Recorded information
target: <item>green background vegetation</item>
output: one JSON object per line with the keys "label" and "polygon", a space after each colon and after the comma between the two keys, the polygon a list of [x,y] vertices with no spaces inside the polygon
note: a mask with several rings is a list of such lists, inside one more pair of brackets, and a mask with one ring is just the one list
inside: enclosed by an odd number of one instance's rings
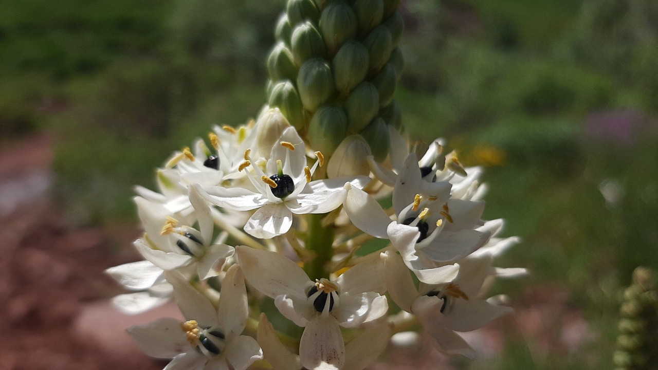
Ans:
{"label": "green background vegetation", "polygon": [[[4,0],[0,147],[49,132],[69,221],[132,222],[132,186],[152,186],[173,149],[257,114],[282,7]],[[524,240],[499,263],[532,275],[496,290],[512,302],[563,292],[561,309],[593,334],[530,356],[542,338],[517,330],[501,356],[457,365],[612,368],[619,290],[636,266],[658,267],[658,3],[409,0],[403,9],[395,99],[408,132],[446,138],[463,162],[486,166],[485,219],[504,218],[506,235]]]}

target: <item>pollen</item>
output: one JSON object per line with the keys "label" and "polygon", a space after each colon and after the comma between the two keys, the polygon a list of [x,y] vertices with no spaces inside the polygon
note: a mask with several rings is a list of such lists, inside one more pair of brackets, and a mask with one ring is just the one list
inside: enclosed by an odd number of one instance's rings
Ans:
{"label": "pollen", "polygon": [[249,161],[245,161],[244,162],[240,163],[240,165],[238,167],[238,172],[240,172],[251,165],[251,162]]}
{"label": "pollen", "polygon": [[287,149],[290,149],[290,150],[291,150],[293,151],[295,151],[295,145],[292,145],[292,143],[290,143],[290,142],[281,142],[280,144],[281,144],[281,146],[282,146],[282,147],[284,147],[285,148],[287,148]]}
{"label": "pollen", "polygon": [[311,169],[309,168],[309,166],[304,167],[304,173],[306,174],[306,182],[311,182]]}
{"label": "pollen", "polygon": [[267,177],[265,175],[263,175],[261,176],[261,180],[262,180],[263,182],[265,182],[265,184],[269,185],[272,189],[276,188],[277,186],[276,182],[274,182],[274,180],[272,180],[269,177]]}
{"label": "pollen", "polygon": [[234,128],[232,128],[232,127],[231,127],[230,126],[226,126],[226,125],[222,126],[222,130],[224,130],[224,131],[227,131],[228,132],[230,132],[231,134],[235,134],[236,133],[236,129]]}
{"label": "pollen", "polygon": [[321,151],[318,151],[315,152],[315,156],[318,157],[318,161],[320,161],[320,167],[324,165],[324,155],[322,153]]}
{"label": "pollen", "polygon": [[420,199],[422,199],[422,197],[420,196],[420,194],[416,194],[416,196],[413,198],[413,207],[411,208],[412,211],[418,210],[418,206],[420,205]]}

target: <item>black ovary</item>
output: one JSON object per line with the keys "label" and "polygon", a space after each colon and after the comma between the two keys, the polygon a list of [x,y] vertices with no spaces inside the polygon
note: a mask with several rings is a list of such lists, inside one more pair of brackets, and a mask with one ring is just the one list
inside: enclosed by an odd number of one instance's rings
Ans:
{"label": "black ovary", "polygon": [[295,191],[295,183],[290,176],[284,174],[280,176],[278,174],[273,174],[270,176],[270,178],[276,184],[276,188],[270,186],[270,188],[272,189],[272,194],[275,197],[283,199]]}

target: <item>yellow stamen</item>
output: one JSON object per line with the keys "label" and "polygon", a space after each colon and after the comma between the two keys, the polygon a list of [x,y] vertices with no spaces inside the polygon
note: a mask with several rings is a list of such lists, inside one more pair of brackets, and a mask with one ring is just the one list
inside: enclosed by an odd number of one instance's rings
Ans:
{"label": "yellow stamen", "polygon": [[290,150],[292,150],[292,151],[295,150],[295,145],[292,145],[292,143],[290,143],[288,142],[281,142],[280,144],[281,144],[281,146],[282,146],[282,147],[284,147],[285,148],[290,149]]}
{"label": "yellow stamen", "polygon": [[251,162],[250,162],[249,161],[245,161],[244,162],[242,162],[241,163],[240,163],[240,165],[238,166],[238,172],[240,172],[242,170],[246,169],[247,167],[249,167],[251,165]]}
{"label": "yellow stamen", "polygon": [[263,182],[265,182],[265,184],[267,184],[268,185],[269,185],[272,189],[276,188],[276,186],[277,186],[276,183],[274,182],[274,180],[272,180],[271,178],[270,178],[269,177],[267,177],[265,175],[261,176],[261,180],[262,180]]}
{"label": "yellow stamen", "polygon": [[210,144],[213,145],[213,147],[216,149],[219,149],[219,138],[217,137],[217,135],[211,132],[208,134],[208,137],[210,138]]}
{"label": "yellow stamen", "polygon": [[311,169],[309,168],[309,166],[304,167],[304,173],[306,174],[306,182],[311,182]]}
{"label": "yellow stamen", "polygon": [[411,207],[412,211],[416,211],[418,209],[419,205],[420,205],[420,199],[422,197],[420,194],[416,194],[416,196],[413,198],[413,207]]}
{"label": "yellow stamen", "polygon": [[324,155],[321,151],[318,151],[315,152],[315,156],[318,157],[318,160],[320,161],[320,167],[324,165]]}
{"label": "yellow stamen", "polygon": [[192,154],[191,151],[190,151],[190,148],[185,147],[183,148],[183,155],[188,157],[188,159],[190,161],[194,160],[194,155]]}

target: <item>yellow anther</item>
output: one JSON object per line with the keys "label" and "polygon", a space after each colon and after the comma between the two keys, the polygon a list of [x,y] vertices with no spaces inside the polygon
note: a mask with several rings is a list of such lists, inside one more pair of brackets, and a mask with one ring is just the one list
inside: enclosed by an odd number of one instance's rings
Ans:
{"label": "yellow anther", "polygon": [[213,132],[208,134],[208,137],[210,138],[210,144],[213,145],[215,149],[219,149],[219,138],[217,135],[215,134]]}
{"label": "yellow anther", "polygon": [[240,165],[238,167],[238,172],[240,172],[251,165],[251,162],[249,161],[245,161],[244,162],[240,163]]}
{"label": "yellow anther", "polygon": [[422,220],[425,217],[428,217],[429,215],[430,215],[430,209],[426,207],[424,208],[422,211],[420,212],[420,214],[418,215],[418,218]]}
{"label": "yellow anther", "polygon": [[318,161],[320,161],[320,167],[324,165],[324,155],[319,150],[315,152],[315,156],[318,157]]}
{"label": "yellow anther", "polygon": [[304,173],[306,174],[306,182],[311,182],[311,169],[309,166],[304,167]]}
{"label": "yellow anther", "polygon": [[190,148],[188,147],[183,148],[183,155],[187,157],[188,159],[190,159],[190,161],[194,160],[194,155],[192,154],[192,152],[190,151]]}
{"label": "yellow anther", "polygon": [[413,198],[413,207],[411,207],[412,211],[416,211],[418,209],[419,205],[420,205],[420,199],[422,197],[420,194],[416,194],[416,196]]}
{"label": "yellow anther", "polygon": [[292,145],[292,143],[290,143],[290,142],[281,142],[280,144],[281,144],[281,146],[282,146],[282,147],[284,147],[285,148],[290,149],[290,150],[292,150],[292,151],[295,150],[295,145]]}
{"label": "yellow anther", "polygon": [[274,180],[272,180],[271,178],[270,178],[269,177],[267,177],[265,175],[261,176],[261,180],[262,180],[263,182],[265,182],[265,184],[267,184],[268,185],[269,185],[270,187],[271,187],[272,189],[276,188],[276,186],[277,186],[276,183],[274,182]]}

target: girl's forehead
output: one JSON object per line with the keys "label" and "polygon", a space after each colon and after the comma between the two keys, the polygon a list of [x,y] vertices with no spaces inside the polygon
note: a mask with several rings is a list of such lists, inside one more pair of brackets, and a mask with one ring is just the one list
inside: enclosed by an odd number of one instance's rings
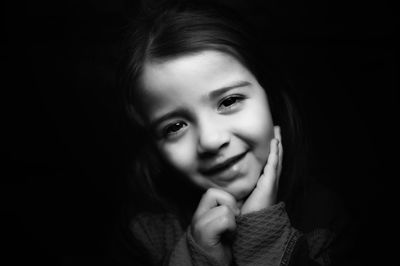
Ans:
{"label": "girl's forehead", "polygon": [[140,82],[143,92],[152,94],[191,88],[207,91],[235,79],[254,77],[232,55],[207,50],[163,61],[148,61],[144,65]]}

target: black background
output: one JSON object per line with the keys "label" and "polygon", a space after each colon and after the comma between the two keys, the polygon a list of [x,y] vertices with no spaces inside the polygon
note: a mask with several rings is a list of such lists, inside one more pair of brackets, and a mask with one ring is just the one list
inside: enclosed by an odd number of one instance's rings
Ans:
{"label": "black background", "polygon": [[[222,2],[274,40],[306,114],[318,181],[346,202],[365,261],[391,264],[398,228],[394,5]],[[130,137],[115,74],[124,25],[138,6],[127,0],[2,4],[0,239],[7,265],[112,260],[105,254],[126,198],[121,169]]]}

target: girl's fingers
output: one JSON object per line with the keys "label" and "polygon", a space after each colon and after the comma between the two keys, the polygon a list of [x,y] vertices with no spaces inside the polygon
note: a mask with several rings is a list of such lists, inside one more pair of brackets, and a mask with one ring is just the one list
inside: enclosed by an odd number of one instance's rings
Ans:
{"label": "girl's fingers", "polygon": [[272,139],[270,145],[270,152],[267,164],[264,167],[264,172],[257,182],[257,189],[262,191],[271,191],[274,189],[274,184],[278,176],[279,166],[279,143],[278,139]]}
{"label": "girl's fingers", "polygon": [[279,140],[278,144],[278,170],[277,170],[277,182],[279,183],[279,179],[282,173],[282,159],[283,159],[283,146],[282,146],[282,137],[281,137],[281,128],[279,126],[274,127],[275,138]]}
{"label": "girl's fingers", "polygon": [[240,213],[236,199],[231,194],[220,189],[210,188],[202,196],[193,219],[199,219],[199,217],[203,216],[210,209],[220,205],[229,207],[235,215],[239,215]]}
{"label": "girl's fingers", "polygon": [[244,202],[241,209],[242,214],[258,211],[275,204],[278,192],[279,143],[280,141],[276,138],[271,140],[270,153],[264,172],[258,179],[253,192]]}
{"label": "girl's fingers", "polygon": [[202,232],[203,241],[217,244],[223,233],[236,229],[235,214],[226,205],[212,208],[197,221],[196,228]]}

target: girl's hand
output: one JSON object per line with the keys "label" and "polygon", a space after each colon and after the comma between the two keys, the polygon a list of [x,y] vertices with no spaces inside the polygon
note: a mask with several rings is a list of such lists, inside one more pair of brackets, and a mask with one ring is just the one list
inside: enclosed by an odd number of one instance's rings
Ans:
{"label": "girl's hand", "polygon": [[283,156],[279,126],[274,127],[274,133],[275,138],[271,140],[267,164],[253,192],[243,203],[242,214],[259,211],[276,203]]}
{"label": "girl's hand", "polygon": [[230,265],[232,253],[223,239],[236,229],[235,216],[240,211],[235,198],[222,190],[210,188],[203,195],[193,215],[191,233],[198,245],[222,265]]}

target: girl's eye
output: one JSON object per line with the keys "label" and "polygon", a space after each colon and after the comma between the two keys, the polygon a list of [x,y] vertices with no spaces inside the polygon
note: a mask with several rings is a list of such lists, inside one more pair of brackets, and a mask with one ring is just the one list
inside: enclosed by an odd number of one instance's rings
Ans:
{"label": "girl's eye", "polygon": [[220,110],[230,109],[234,105],[241,102],[242,100],[243,100],[243,97],[239,96],[239,95],[229,96],[221,101],[221,103],[218,106],[218,109],[220,109]]}
{"label": "girl's eye", "polygon": [[170,124],[164,128],[164,136],[171,136],[174,134],[177,134],[179,131],[181,131],[183,128],[185,128],[187,124],[185,122],[176,122],[173,124]]}

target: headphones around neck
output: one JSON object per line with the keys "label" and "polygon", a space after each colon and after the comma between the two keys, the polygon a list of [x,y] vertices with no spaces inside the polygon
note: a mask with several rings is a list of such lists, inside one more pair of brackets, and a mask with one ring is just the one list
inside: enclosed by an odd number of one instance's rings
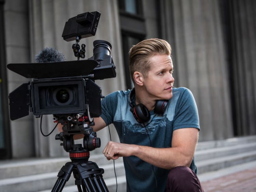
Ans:
{"label": "headphones around neck", "polygon": [[[142,103],[134,105],[131,101],[132,97],[135,94],[134,88],[131,91],[128,97],[128,101],[131,106],[130,111],[136,121],[140,123],[144,123],[150,119],[150,114],[146,106]],[[162,115],[165,111],[168,103],[168,100],[157,100],[155,105],[154,112]]]}

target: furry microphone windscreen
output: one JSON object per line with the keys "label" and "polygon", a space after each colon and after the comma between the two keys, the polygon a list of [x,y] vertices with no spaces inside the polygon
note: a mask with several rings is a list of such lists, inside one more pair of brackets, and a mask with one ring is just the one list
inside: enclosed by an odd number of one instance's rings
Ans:
{"label": "furry microphone windscreen", "polygon": [[46,47],[35,56],[36,63],[49,63],[64,61],[66,58],[63,53],[53,47]]}

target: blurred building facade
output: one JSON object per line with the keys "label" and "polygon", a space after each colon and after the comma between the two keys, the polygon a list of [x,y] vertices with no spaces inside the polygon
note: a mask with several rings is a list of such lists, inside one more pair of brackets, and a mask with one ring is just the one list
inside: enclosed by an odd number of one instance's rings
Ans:
{"label": "blurred building facade", "polygon": [[[131,88],[128,52],[144,39],[167,40],[172,48],[176,87],[193,93],[199,114],[199,141],[256,134],[256,3],[253,0],[0,0],[0,157],[1,159],[66,155],[57,130],[43,136],[30,114],[10,121],[9,93],[28,79],[7,69],[11,63],[34,62],[51,47],[75,60],[72,45],[61,37],[65,22],[78,14],[98,11],[95,36],[82,39],[86,58],[93,41],[112,45],[115,78],[97,80],[103,95]],[[54,127],[44,116],[43,131]],[[118,141],[111,126],[112,138]],[[101,148],[109,140],[100,131]],[[132,139],[132,138],[131,138]],[[101,153],[100,149],[93,153]]]}

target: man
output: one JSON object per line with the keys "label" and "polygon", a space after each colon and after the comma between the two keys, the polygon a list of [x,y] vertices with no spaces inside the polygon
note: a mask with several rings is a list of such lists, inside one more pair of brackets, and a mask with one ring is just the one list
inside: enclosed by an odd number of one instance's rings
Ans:
{"label": "man", "polygon": [[116,128],[120,143],[109,142],[103,153],[109,160],[123,157],[127,191],[203,191],[194,159],[197,109],[189,90],[173,87],[171,51],[156,38],[133,46],[134,88],[107,96],[94,118],[95,131],[111,123]]}
{"label": "man", "polygon": [[[116,128],[120,143],[109,142],[103,153],[108,160],[123,157],[128,191],[203,191],[194,159],[197,109],[188,89],[173,87],[171,51],[159,39],[133,46],[134,89],[106,96],[101,115],[94,119],[95,131],[111,123]],[[159,100],[161,113],[157,113]]]}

Exercise aim
Give back exactly the lines from the line holding "target: man" through the last line of the listing, including both.

Task response
target: man
output: one JSON object per line with the keys "label" and "polygon", a space after each colon and after the comma between the two keys, the polygon a list of [x,y] vertices with no spaces inside the polygon
note: a mask with several rings is a list of such lists, inside one more pair of brackets, and a mask with one ring is just the one list
inside: enclosed by an odd number of one instance's rings
Ans:
{"label": "man", "polygon": [[116,128],[120,143],[109,142],[103,153],[109,160],[123,157],[127,191],[203,191],[194,159],[197,109],[189,90],[173,87],[171,51],[156,38],[133,46],[134,88],[107,96],[94,118],[95,131],[111,123]]}
{"label": "man", "polygon": [[[116,128],[120,143],[109,142],[103,153],[108,160],[123,157],[128,191],[203,191],[194,159],[197,109],[188,89],[173,87],[171,51],[159,39],[133,46],[134,89],[106,96],[101,115],[94,119],[95,131],[111,123]],[[159,100],[161,113],[157,113]]]}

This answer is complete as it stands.